→ Selected text
◇ ◇ ◇ ◇ ◇ ◇ ◇

[RFC 1/3] iommu/intel: Use page->refcount to count number of entries in IOMMU

From: Pasha Tatashin
Date: Wed Dec 20 2023 - 22:19:37 EST


In order to be able to efficiently free empty page table levels, count the
number of entries in each page table my incremeanting and decremeanting
refcount every time a PTE is inserted or removed form the page table.

For this to work correctly, add two helper function:
dma_clear_pte and dma_set_pte where counting is performed,

Also, modify the code so every page table entry is always updated using the
two new functions.

Signed-off-by: Pasha Tatashin <pasha.tatashin@xxxxxxxxxx>
---
drivers/iommu/intel/iommu.c | 40 +++++++++++++++++++++---------------
drivers/iommu/intel/iommu.h | 41 +++++++++++++++++++++++++++++++------
2 files changed, 58 insertions(+), 23 deletions(-)

diff --git a/drivers/iommu/intel/iommu.c b/drivers/iommu/intel/iommu.c
index 897159dba47d..4688ef797161 100644
--- a/drivers/iommu/intel/iommu.c
+++ b/drivers/iommu/intel/iommu.c
@@ -949,7 +949,7 @@ static struct dma_pte *pfn_to_dma_pte(struct dmar_domain *domain,
if (domain->use_first_level)
pteval |= DMA_FL_PTE_XD | DMA_FL_PTE_US | DMA_FL_PTE_ACCESS;

- if (cmpxchg64(&pte->val, 0ULL, pteval))

◇ ◇ ◇ ◇ ◇ ◇ ◇

→ Given material
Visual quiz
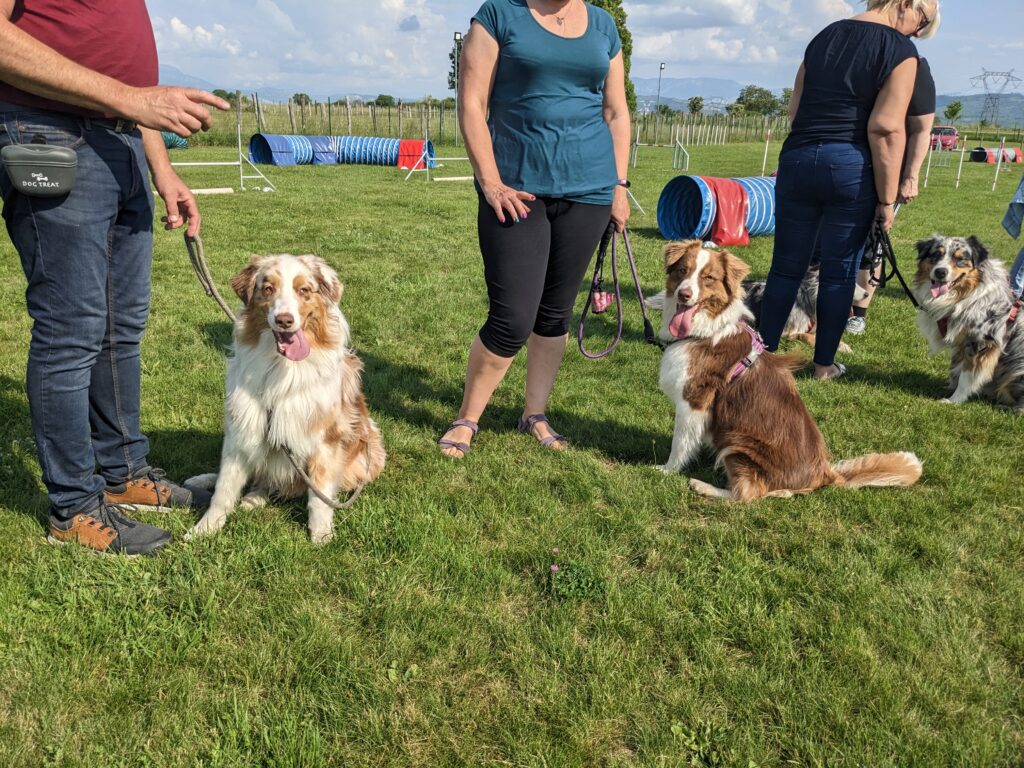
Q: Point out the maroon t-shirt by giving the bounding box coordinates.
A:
[0,0,160,117]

◇ ◇ ◇ ◇ ◇ ◇ ◇

→ What you need to do
1) Rewrite the patch description starting at "For this to" and ending at "two new functions.", changing "dma_clear_pte" to "dma_reset_pte".
2) According to the patch description, which two helper functions are added to perform the counting?
Rely on the patch text alone.

→ Task solutions
1)
For this to work correctly, add two helper function:
dma_reset_pte and dma_set_pte where counting is performed,

Also, modify the code so every page table entry is always updated using the
two new functions.

2) dma_clear_pte and dma_set_pte